Gino Pereira, vice president of business operations at HistoRx Inc, said the intellectual capital of a major research university is essential.
“I think we’re heavily dependent on Yale brains, to put it crudely,” he said.
But while Yale may not be unique in its dedication to the bioscience industry — many universities invest heavily in the life sciences — some argue that New Haven offers its own advantages, including access to capital centers in New York City and Boston, newly renovated facilities at 300 George St. and Science Park, and an established pharmaceuticals industry.
“The idea of being able to interact with researchers at Yale has to be a major inducement. But I think it goes well beyond that. It’s a good place to do business,” Soderstrom said.
He added that the city provides a rich array of cultural opportunities, as well.
Additionally, a greater number of companies without strong ties to the university have been moving into the area, Soderstrom said.
Lewis, a former researcher at the Yale Medical School, said Ziopharm’s relocation to New Haven was ideal due to the city’s proximity to New York and Boston, relatively cheap rents and recruitment opportunities. He said while the future of bioscience in New Haven might be uncertain, the city itself is steadily improving.
“As I see things, it’s a place that’s going to grow a lot in the next several years,” Lewis said.
Until the mid-1990s, much of New Haven — still troubled by the loss of the city’s manufacturing base — was skeptical about investing in bioscience, said William Ginsberg, president of the Greater New Haven Community Foundation. Over the last decade, the city has embraced the change, he said.
“I think the community feels that there’s been a huge amount of progress made,” Ginsberg said.

[DATASET EXTRACT]

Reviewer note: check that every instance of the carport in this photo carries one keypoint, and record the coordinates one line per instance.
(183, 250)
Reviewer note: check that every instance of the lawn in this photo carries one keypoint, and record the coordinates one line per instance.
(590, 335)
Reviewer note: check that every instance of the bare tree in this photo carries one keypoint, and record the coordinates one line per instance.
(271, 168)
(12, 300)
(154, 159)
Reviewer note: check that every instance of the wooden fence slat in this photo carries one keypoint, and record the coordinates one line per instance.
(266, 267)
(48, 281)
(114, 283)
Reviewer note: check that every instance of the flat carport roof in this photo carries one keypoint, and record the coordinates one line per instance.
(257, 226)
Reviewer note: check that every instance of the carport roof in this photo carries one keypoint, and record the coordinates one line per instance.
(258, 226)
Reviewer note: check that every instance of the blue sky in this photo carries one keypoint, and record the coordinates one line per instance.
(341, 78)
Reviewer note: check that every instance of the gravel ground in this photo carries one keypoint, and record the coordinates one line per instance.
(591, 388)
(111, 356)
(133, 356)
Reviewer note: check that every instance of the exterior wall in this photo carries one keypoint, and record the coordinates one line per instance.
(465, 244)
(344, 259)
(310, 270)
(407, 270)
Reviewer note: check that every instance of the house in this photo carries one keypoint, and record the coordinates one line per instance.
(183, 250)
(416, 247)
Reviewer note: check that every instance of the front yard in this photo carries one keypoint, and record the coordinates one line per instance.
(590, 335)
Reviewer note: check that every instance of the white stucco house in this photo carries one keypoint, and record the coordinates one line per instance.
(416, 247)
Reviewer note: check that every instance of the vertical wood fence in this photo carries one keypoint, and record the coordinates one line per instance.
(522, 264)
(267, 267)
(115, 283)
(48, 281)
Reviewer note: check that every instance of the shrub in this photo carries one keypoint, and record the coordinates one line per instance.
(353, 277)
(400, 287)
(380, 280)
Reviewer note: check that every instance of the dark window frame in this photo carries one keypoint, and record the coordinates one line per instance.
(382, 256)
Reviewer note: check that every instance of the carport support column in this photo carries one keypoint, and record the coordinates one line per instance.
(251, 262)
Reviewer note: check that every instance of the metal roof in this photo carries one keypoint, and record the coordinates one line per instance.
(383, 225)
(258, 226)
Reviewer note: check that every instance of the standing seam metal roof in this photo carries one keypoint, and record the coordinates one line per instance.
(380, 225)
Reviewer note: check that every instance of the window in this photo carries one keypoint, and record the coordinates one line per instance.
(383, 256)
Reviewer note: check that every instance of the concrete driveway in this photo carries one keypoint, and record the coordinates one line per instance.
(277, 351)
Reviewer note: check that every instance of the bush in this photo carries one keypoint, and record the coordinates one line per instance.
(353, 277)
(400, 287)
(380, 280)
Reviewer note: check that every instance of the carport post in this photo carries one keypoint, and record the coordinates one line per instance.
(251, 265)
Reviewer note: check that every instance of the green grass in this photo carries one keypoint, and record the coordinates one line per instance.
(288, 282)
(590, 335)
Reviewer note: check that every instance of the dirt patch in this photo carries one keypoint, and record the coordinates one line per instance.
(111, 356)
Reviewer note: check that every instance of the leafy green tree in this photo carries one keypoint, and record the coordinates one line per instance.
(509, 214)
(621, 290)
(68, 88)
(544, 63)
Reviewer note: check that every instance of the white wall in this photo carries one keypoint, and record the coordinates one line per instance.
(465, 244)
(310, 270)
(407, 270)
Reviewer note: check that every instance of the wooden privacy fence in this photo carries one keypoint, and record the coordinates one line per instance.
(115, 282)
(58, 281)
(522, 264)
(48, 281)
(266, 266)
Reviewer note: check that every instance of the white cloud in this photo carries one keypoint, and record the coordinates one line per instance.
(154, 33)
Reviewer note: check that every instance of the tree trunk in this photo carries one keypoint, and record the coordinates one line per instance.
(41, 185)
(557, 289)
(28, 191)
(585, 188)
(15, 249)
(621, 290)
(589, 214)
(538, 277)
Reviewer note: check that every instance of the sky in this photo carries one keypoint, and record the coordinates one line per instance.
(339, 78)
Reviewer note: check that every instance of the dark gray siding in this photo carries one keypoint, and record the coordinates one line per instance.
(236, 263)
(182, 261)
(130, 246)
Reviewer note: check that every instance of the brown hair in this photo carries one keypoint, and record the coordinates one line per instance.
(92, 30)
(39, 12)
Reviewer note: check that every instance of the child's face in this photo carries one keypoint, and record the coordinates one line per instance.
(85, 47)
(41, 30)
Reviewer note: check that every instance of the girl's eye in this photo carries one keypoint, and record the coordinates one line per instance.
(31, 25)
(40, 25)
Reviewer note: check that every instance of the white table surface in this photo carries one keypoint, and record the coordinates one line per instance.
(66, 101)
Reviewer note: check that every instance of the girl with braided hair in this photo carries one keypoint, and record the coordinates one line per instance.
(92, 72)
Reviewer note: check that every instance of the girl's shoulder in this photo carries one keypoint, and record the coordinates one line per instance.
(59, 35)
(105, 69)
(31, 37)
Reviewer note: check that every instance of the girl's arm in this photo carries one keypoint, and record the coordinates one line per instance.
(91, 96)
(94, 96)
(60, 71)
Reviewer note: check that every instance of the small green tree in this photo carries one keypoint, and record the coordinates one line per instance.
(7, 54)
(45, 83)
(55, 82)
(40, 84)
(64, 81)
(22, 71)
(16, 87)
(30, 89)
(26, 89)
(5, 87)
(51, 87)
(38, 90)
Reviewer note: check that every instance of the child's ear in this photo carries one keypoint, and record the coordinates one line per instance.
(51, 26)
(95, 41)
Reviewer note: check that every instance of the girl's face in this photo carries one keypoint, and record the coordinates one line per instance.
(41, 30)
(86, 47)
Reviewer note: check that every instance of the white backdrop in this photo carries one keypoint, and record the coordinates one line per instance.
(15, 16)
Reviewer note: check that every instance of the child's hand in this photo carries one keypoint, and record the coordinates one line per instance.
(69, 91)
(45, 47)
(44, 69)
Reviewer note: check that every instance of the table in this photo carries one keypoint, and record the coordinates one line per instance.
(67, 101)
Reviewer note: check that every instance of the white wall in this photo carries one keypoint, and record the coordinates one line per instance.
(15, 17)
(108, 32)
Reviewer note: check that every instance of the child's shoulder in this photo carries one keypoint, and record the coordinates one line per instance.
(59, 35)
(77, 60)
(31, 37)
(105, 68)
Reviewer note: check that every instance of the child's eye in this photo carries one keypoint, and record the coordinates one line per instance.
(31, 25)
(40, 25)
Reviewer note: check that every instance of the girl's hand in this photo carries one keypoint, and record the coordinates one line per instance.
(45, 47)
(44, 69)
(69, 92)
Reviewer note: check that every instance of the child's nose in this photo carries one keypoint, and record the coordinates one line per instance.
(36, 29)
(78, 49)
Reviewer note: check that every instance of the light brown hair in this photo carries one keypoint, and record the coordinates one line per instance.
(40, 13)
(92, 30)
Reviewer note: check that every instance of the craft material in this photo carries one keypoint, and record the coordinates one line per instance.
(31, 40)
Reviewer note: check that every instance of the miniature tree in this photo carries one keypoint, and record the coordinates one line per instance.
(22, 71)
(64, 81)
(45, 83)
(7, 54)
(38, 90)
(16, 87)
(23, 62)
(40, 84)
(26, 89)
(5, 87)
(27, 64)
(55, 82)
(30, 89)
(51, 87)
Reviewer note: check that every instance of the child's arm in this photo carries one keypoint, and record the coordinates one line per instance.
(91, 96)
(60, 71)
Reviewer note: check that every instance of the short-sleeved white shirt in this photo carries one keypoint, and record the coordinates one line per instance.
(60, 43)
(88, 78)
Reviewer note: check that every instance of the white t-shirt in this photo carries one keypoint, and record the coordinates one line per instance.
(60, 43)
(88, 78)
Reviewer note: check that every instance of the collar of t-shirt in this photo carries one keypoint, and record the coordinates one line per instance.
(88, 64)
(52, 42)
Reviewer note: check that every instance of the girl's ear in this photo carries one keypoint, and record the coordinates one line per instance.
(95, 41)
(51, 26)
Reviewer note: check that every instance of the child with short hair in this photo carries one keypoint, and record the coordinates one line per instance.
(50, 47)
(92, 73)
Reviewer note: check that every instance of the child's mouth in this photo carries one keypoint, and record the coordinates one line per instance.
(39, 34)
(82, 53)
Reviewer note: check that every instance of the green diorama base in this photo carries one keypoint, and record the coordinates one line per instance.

---

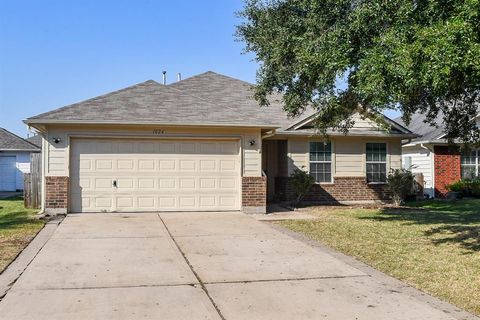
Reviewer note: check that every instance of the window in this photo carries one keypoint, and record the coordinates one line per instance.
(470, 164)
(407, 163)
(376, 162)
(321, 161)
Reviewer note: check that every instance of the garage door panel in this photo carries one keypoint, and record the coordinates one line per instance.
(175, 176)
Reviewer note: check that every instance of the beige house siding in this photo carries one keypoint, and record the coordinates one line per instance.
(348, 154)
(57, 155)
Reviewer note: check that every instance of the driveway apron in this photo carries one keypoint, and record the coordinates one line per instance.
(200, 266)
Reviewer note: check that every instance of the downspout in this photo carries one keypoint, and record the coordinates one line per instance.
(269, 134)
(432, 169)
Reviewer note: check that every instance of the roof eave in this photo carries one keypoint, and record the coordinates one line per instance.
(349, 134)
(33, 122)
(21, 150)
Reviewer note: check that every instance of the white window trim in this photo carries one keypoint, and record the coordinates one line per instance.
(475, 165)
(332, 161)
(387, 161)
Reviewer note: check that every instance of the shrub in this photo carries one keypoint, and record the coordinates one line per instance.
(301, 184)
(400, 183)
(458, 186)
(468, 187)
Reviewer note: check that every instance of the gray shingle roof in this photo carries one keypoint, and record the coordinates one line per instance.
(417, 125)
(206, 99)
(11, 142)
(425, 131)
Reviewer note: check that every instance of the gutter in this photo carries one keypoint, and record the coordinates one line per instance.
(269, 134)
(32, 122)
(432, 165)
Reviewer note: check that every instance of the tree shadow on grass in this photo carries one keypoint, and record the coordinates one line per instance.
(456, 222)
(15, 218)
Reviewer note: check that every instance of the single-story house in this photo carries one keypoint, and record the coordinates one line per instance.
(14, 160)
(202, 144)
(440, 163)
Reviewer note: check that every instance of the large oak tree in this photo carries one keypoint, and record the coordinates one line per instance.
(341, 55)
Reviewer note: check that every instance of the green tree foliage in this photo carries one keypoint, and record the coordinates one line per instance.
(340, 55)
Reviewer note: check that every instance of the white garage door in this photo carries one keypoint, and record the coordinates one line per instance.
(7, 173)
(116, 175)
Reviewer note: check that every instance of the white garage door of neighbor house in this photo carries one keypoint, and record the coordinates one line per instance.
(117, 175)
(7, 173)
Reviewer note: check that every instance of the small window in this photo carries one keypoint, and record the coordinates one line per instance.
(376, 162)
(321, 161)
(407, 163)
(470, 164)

--

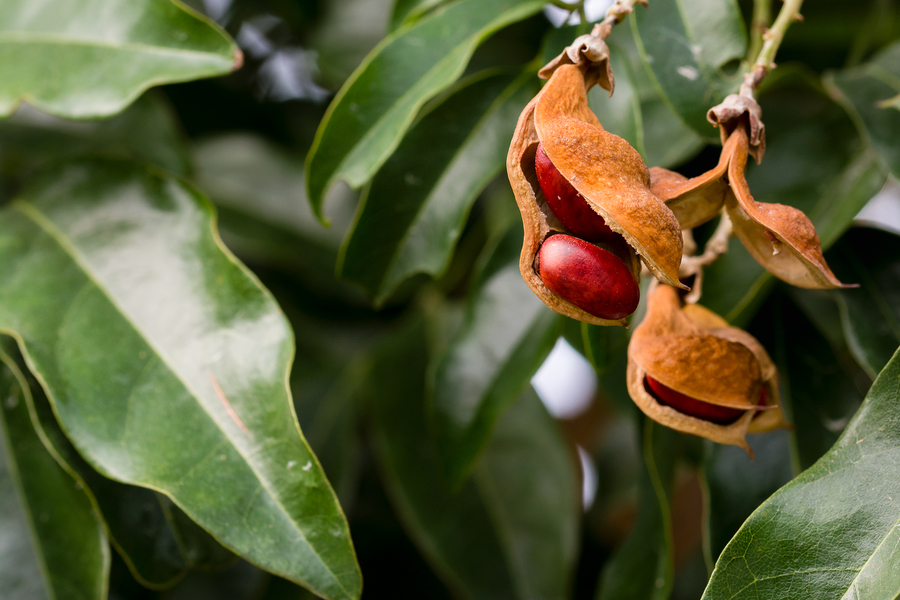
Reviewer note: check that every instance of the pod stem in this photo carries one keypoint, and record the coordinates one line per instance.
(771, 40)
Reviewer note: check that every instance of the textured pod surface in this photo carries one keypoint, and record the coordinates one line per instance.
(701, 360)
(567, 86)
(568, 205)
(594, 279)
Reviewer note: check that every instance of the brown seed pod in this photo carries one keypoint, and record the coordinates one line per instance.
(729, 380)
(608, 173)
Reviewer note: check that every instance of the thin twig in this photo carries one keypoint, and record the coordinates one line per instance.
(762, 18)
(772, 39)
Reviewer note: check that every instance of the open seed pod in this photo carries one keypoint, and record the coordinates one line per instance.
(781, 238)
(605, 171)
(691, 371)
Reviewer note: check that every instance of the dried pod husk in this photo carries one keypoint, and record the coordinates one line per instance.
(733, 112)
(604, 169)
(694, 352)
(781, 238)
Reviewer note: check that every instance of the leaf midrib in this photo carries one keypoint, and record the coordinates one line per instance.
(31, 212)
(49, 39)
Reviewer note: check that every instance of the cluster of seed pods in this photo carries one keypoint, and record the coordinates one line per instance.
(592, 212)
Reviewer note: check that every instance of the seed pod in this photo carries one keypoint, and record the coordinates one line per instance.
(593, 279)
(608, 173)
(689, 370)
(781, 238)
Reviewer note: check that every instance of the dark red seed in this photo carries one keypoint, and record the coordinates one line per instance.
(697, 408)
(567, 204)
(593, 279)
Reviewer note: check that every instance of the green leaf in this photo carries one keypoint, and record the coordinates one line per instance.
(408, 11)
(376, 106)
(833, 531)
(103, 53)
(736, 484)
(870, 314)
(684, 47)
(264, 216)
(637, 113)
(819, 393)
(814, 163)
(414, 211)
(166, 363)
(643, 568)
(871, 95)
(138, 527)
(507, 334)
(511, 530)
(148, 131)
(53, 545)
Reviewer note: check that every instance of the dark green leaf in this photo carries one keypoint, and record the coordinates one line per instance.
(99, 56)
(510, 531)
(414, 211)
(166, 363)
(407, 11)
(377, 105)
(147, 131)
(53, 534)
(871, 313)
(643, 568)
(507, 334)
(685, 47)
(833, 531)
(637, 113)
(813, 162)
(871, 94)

[TO DO]
a. Name every person the article on New Haven's bioscience industry mentions by name.
b. Reproduce the passage of the article on New Haven's bioscience industry between "Additionally, a greater" and "is steadily improving.", inclusive.

[ANSWERS FOR EACH ITEM]
a. Gino Pereira, Soderstrom, Lewis, William Ginsberg

b.
Additionally, a greater number of companies without strong ties to the university have been moving into the area, Soderstrom said.
Lewis, a former researcher at the Yale Medical School, said Ziopharm’s relocation to New Haven was ideal due to the city’s proximity to New York and Boston, relatively cheap rents and recruitment opportunities. He said while the future of bioscience in New Haven might be uncertain, the city itself is steadily improving.